- **SET TASK 1**: Decide whether each statement, (a) to (c), agrees with the following page on configuring the arbtt categorizer. Answer yes or no, and quote the deciding words of the page exactly. (a) The configuration file belongs in ~/.arbtt/categorize.cfg. (b) arbtt-capture must be configured before it records any data. (c) Improved categorization rules affect only data recorded after the change.

- **TEXT PASSAGE**:
━━━━━━━━━━

Configuring the arbtt categorizer (arbtt-stats)

Once arbtt-capture is running, it will record data without any configuration. And only to analyze the recorded data, one needs to configure the categorizer. Everytime the categorizer (arbtt-stats) runs, it applies categorization rules to all recorded data and tags it accordingly. Thus, if you improve your categorization rules later, they will apply also to all previous data samples!

Configuration example

The configuration file needs to be placed in ~/.arbtt/categorize.cfg. An example is included in the source distribution, and it is reproduced here: see Example 1, “categorize.cfg. It should be more enlightening than a formal description.

Example 1. categorize.cfg

-- Comments in this file use the Haskell syntax:
-- A "--" comments the rest of the line.
-- A set of {- ... -} comments out a group of lines.

-- This defines some aliases, to make the reports look nicer:
aliases (
	"sun-awt-X11-XFramePeer"  -> "java",
	"sun-awt-X11-XDialogPeer" -> "java",
	"sun-awt-X11-XWindowPeer" -> "java",
	"gramps.py"               -> "gramps",
	"___nforschung"           -> "ahnenforschung",
	"Pidgin"                  -> "pidgin"
	)

-- A rule that probably everybody wants. Being inactive for over a minute
-- causes this sample to be ignored by default.
$idle > 60 ==> tag inactive,

-- A rule that matches on a list of strings
current window $program == ["Navigator","galeon"] ==> tag Web,

current window $program == "sun-awt-X11-XFramePeer" &&
current window $title == "I3P"
  ==> tag Program:I3P,

current window $program == "sun-awt-X11-XDialogPeer" &&
current window $title == " " &&
any window $title == "I3P"
  ==> tag Program:I3P,

-- Simple rule that just tags the current program
tag Program:$current.program,

-- Another simple rule, just tags the current desktop (a.k.a. workspace)
tag Desktop:$desktop,

-- I'd like to know what evolution folders I'm working in. But when sending a
-- mail, the window title only contains the (not very helpful) subject. So I do
-- not tag necessarily by the active window title, but the title that contains
-- the folder
current window $program == "evolution" &&
any window ($program == "evolution" && $title =~ /^(.*) \([0-9]+/)

━━━━━━━━━━

- **SET TASK 2**: Copy out every one of the entries below, word for word, leaving out any pictures.

━━━━━━━━━━

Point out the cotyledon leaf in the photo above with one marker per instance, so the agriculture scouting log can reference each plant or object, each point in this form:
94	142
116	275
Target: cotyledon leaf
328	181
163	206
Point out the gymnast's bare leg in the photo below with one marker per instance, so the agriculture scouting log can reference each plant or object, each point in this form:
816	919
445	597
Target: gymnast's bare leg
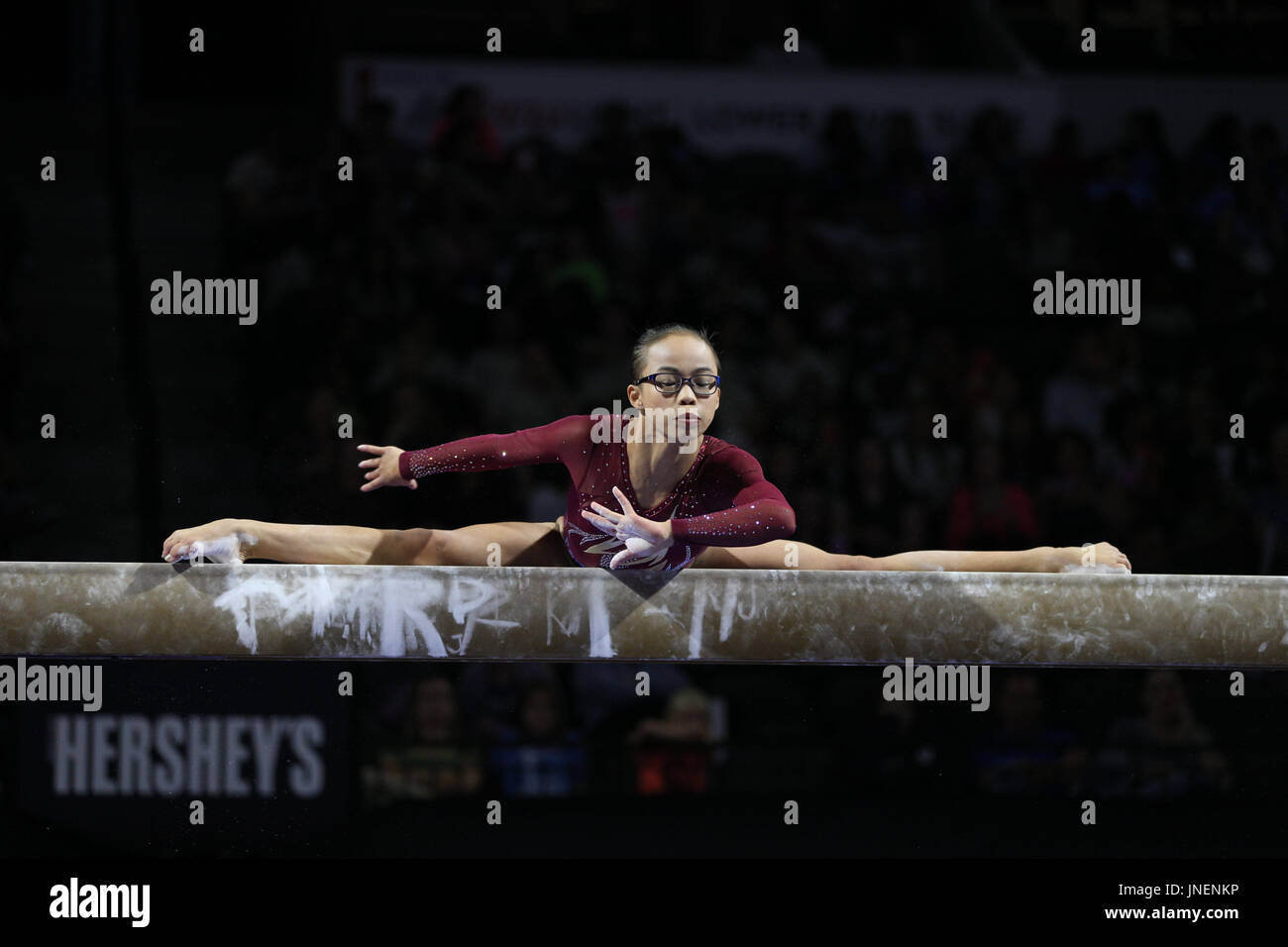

━━━━━━━━━━

- **TASK RESPONSE 1**:
(a) Yes: "The configuration file needs to be placed in ~/.arbtt/categorize.cfg."
(b) No: "Once arbtt-capture is running, it will record data without any configuration."
(c) No: "if you improve your categorization rules later, they will apply also to all previous data samples!"

- **TASK RESPONSE 2**:
Point out the cotyledon leaf in the photo above with one marker per instance, so the agriculture scouting log can reference each plant or object, each point in this form:
94	142
116	275
Target: cotyledon leaf
328	181
163	206
Point out the gymnast's bare leg in the photo below with one marker per instance, so the agriculture scouting log can reference each plant or object, each point in this form:
816	919
445	597
Target: gymnast's bare leg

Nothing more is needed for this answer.